Coordinate annotation material:
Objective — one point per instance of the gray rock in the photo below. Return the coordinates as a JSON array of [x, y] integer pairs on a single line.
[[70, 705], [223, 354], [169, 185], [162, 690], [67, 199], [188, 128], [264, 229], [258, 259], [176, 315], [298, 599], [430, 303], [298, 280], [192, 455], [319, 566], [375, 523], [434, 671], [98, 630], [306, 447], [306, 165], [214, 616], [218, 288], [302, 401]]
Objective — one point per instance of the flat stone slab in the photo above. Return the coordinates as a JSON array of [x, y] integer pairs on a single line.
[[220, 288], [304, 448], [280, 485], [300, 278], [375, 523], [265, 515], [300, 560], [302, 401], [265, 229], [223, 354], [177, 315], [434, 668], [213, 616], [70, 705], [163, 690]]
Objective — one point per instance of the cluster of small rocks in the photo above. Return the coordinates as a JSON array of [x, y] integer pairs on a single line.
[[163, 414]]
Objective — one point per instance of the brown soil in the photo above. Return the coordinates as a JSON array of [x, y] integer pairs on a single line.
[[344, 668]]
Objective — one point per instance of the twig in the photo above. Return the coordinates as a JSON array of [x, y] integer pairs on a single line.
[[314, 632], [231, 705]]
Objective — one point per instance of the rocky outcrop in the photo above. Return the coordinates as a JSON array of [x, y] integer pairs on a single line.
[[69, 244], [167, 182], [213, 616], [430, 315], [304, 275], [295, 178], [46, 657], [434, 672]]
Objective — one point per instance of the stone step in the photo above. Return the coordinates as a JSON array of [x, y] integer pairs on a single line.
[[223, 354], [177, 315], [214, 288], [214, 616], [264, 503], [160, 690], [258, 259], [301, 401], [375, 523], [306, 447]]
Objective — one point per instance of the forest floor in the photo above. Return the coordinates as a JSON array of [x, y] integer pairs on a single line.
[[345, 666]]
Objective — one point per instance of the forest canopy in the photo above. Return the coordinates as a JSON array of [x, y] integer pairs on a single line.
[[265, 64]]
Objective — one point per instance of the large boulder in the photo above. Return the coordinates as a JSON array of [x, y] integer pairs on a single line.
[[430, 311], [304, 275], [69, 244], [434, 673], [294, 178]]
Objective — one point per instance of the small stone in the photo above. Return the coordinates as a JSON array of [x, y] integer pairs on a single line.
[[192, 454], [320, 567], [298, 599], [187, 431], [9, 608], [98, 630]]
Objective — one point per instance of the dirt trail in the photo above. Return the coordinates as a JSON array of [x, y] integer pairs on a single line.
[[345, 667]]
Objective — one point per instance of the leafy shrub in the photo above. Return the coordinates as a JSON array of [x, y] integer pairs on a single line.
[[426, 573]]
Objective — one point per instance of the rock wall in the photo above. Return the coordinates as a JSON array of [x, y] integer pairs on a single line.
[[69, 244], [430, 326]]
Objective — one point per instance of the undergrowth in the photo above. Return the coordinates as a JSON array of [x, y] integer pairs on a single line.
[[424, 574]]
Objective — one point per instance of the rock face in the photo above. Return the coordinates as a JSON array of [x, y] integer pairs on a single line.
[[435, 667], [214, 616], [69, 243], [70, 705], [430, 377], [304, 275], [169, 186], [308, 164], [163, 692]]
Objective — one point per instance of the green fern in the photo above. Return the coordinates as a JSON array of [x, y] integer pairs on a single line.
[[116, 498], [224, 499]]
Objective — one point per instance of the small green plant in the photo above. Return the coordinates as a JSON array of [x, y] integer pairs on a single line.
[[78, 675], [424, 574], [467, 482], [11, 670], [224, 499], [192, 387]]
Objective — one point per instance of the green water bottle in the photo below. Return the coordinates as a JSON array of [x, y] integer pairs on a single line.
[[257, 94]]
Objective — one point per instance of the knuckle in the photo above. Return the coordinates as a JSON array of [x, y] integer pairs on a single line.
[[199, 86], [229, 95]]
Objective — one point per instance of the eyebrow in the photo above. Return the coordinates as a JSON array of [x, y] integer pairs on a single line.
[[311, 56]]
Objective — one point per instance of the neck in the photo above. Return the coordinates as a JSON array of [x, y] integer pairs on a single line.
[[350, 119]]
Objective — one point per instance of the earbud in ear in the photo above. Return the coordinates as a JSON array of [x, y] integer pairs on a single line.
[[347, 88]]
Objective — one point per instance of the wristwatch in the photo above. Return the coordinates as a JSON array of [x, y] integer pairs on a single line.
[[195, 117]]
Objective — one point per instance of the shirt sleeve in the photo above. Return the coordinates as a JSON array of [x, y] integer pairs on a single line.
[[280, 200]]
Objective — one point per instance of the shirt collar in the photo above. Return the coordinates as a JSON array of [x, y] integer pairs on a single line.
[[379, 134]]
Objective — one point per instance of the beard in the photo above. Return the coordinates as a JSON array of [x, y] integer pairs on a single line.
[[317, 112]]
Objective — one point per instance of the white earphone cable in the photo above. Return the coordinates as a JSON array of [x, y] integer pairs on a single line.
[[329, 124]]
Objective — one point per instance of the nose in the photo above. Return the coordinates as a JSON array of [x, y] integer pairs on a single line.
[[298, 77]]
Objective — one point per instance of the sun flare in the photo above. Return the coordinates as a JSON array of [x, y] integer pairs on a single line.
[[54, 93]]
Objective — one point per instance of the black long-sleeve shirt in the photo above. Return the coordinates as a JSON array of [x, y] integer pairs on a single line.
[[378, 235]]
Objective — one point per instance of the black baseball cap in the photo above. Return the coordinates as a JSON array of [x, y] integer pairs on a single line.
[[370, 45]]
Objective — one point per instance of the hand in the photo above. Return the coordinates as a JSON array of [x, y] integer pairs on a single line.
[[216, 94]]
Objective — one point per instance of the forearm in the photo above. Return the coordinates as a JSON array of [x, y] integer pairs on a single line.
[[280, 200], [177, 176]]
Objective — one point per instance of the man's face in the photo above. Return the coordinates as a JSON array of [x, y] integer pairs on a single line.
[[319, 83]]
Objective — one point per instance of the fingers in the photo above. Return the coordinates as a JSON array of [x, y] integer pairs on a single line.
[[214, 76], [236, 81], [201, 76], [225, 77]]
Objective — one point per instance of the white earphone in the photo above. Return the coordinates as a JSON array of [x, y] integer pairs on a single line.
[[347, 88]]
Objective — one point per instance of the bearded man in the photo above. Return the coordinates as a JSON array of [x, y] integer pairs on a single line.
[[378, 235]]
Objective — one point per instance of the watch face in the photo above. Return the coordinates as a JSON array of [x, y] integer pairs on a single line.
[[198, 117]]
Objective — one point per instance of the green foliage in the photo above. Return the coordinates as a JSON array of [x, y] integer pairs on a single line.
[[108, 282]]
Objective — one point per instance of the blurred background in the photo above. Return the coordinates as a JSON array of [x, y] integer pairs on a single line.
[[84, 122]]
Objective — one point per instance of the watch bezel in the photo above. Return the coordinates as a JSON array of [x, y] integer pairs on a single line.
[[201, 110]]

Exercise brief: Could you arrange every line of the material above as a numbered list, skipping any blank lines?

Written answer:
1. Objective — one point per instance of the gray rock in the photo below. Return the coordinates as a JSON array of [x, y] integer pairs on a single line.
2. [[70, 705], [223, 354], [169, 185], [162, 690], [67, 199], [188, 128], [264, 229], [258, 259], [176, 315], [298, 599], [430, 303], [298, 280], [192, 455], [319, 566], [375, 523], [434, 671], [98, 630], [306, 447], [306, 165], [214, 616], [218, 288], [302, 401]]
3. Objective — one point per instance of the flat stone slab in the photo above. Return the coordinates as a JSON array of [x, y] integer pairs on a single line.
4. [[220, 288], [304, 448], [280, 485], [300, 278], [375, 523], [265, 515], [300, 560], [302, 401], [265, 229], [223, 354], [177, 315], [434, 668], [213, 616], [70, 705], [163, 690]]
5. Objective — one point per instance of the cluster of small rocks in the photo above. Return the coordinates as a JSON array of [x, y] integer pairs on a single line.
6. [[163, 414]]
7. Objective — one point per instance of the brown soil in the photo above. Return the coordinates as a JSON array of [x, y] integer pairs on a single line.
8. [[344, 668]]
9. Objective — one point per instance of the twig in the photo above. Return the coordinates as a JSON array of [x, y] integer pairs on a single line.
10. [[314, 632], [231, 705]]
11. Objective — one point per instance of the rocky outcrop in the photo above. Return the coordinates as a JSON array of [x, y] integer pairs on a single line.
12. [[69, 244], [167, 182], [213, 616], [430, 315], [304, 275], [295, 178], [46, 657], [434, 672]]
13. Objective — one point per instance of the stone step in the photo above. Return the coordinates as a JSON array of [x, y] integer pairs on a single line.
14. [[223, 354], [177, 315], [214, 288], [214, 616], [264, 503], [160, 690], [258, 259], [301, 401], [375, 523], [306, 447]]
15. Objective — one point per instance of the forest floor in the photo above. Return the coordinates as a JSON array of [x, y] integer pairs on a single line.
16. [[345, 666]]
17. Objective — one point per instance of the forest canopy in the photo above. Return the coordinates as a JSON array of [x, y] integer pairs on a single line.
18. [[265, 64]]
19. Objective — one point per instance of the large boulder in the photo above. Return the coordinates as a JSON array of [x, y] integer pairs on a single line.
20. [[430, 311], [304, 275], [69, 244], [434, 673], [294, 178]]
21. Objective — one point per instance of the small stone in the photo above. Return the coordinates as a JSON array of [x, y] integer pairs on a single line.
22. [[192, 454], [320, 567], [298, 599], [187, 431], [9, 608], [98, 630]]
23. Objective — one point per instance of the dirt trail in the photo above. Return the coordinates as a JSON array of [x, y] integer pairs on a single line.
24. [[345, 667]]
25. Objective — one point per instance of the leafy shrub in the photo above. Return the coordinates as a JSON array of [x, y] integer pairs on a single line.
26. [[426, 573]]
27. Objective — one point per instance of the rock wall in the photo above. Return the coordinates as a JSON array of [x, y] integer pairs on a single line.
28. [[69, 244], [430, 326]]
29. Objective — one point per instance of the undergrowth in the photo above. Return the coordinates as a JSON array of [x, y] integer pairs on a single line.
30. [[424, 574]]
31. Objective — one point per instance of the rock face in the photo above. Return the coordinates as a JSON array of [x, y] integer pairs on a single line.
32. [[435, 667], [214, 616], [69, 243], [70, 705], [430, 377], [304, 275], [169, 186], [308, 164], [163, 692]]
33. Objective — one point per instance of the green fern in the photo above. Return the coordinates as a JSON array of [x, y] integer pairs on a single line.
34. [[116, 498], [224, 499]]
35. Objective — one point per instance of the small green plant in the photo above. Return the coordinates as a JSON array of [x, y] integer pairs on a single line.
36. [[78, 675], [424, 574], [467, 482], [11, 670], [224, 499], [192, 387]]
37. Objective — one point per instance of the green water bottle in the photo below. Return the coordinates as a JSON array of [x, y] integer pairs on a single line.
38. [[257, 94]]
39. Objective — one point per instance of the knuckle in the photo above. Return the coordinates as a JSON array of [x, y] integer pairs on a single line.
40. [[199, 86], [229, 95]]
41. Objective — one point per instance of the eyebrow in the photo above. Return the coordinates as a JSON array of [x, y] integer pairs on a single line.
42. [[311, 56]]
43. Objective — one point per instance of the neck in the photo above. Return the coordinates as a JSON array of [x, y] integer pairs on a single line.
44. [[350, 119]]
45. Objective — one point per instance of the earbud in ear in the photo above. Return the coordinates as a JSON array of [x, y] integer pairs on a single line.
46. [[347, 88]]
47. Objective — one point per instance of the wristwatch in the photo above. Return the coordinates as a JSON array of [x, y] integer pairs on a single line.
48. [[195, 117]]
49. Objective — one point per instance of the shirt sleeve in the photo above. Return the coordinates as a JSON array of [x, y] integer pairs on a single line.
50. [[280, 200]]
51. Objective — one point per instance of the shirt collar in the photo above. Return the coordinates as a JSON array of [x, y] integer pairs on a single line.
52. [[379, 134]]
53. Objective — one point per instance of the beard in the photo above. Return the coordinates as a JSON array of [x, y] integer pairs on a single line.
54. [[317, 112]]
55. Objective — one point per instance of the white earphone cable in the photo above. Return the coordinates as a JSON array of [x, y] integer pairs on a single line.
56. [[329, 124]]
57. Objective — one point per instance of the nose in the photo above. Return the coordinates as a JSON array of [x, y] integer pairs on a single line.
58. [[298, 77]]
59. Objective — one point per instance of the sun flare in the photo above. Return the coordinates as a JSON array of [x, y] integer pairs on a single line.
60. [[54, 93]]
61. Objective — one point per instance of the black long-sleeve shirt in the photo above. Return the coordinates as a JSON array of [x, y] integer pairs on a single line.
62. [[378, 235]]
63. Objective — one point per instance of the black baseball cap in the photo above. Return the coordinates as a JSON array of [x, y] integer pairs on a single line.
64. [[370, 45]]
65. Objective — one point per instance of the hand in the photo above. Return the coordinates as a JSON array of [x, y] integer pairs on a single line.
66. [[216, 94]]
67. Objective — one point per instance of the forearm in the photo above. Return the coordinates as a JSON array of [x, y] integer pairs on a single line.
68. [[280, 200], [177, 176]]
69. Objective — one point per instance of the man's face in the photo above. Return the coordinates as a JSON array of [x, y] integer pairs on a single line.
70. [[319, 83]]
71. Objective — one point per instance of the fingers in the photo above. Return the coordinates as a JSON array of [x, y] integer pairs on a single line.
72. [[214, 76], [236, 81], [201, 76], [225, 77]]
73. Objective — one point per instance of the white earphone in the photo above. Return the coordinates as a JSON array of [x, y] integer pairs on a single line.
74. [[347, 88]]
75. Objective — one point per instance of the bearded man in the photo above. Return the coordinates as a JSON array of [x, y] integer pairs on a single line.
76. [[378, 235]]
77. Objective — one point per instance of the watch face in the photo above. Return the coordinates as a JSON array of [x, y] integer pairs on a single line.
78. [[198, 117]]
79. Objective — one point per instance of the green foliage in the photo above. Return the coordinates as a JSON array of [x, y] integer pairs on a single line.
80. [[108, 282]]
81. Objective — one point per instance of the blurred background in the photo above. Return the coordinates as a JSON array of [x, y] integer pairs on a single line.
82. [[84, 122]]
83. Objective — one point per instance of the watch bezel in the photo above. Return the coordinates as a JSON array of [x, y] integer pairs on a single line.
84. [[201, 110]]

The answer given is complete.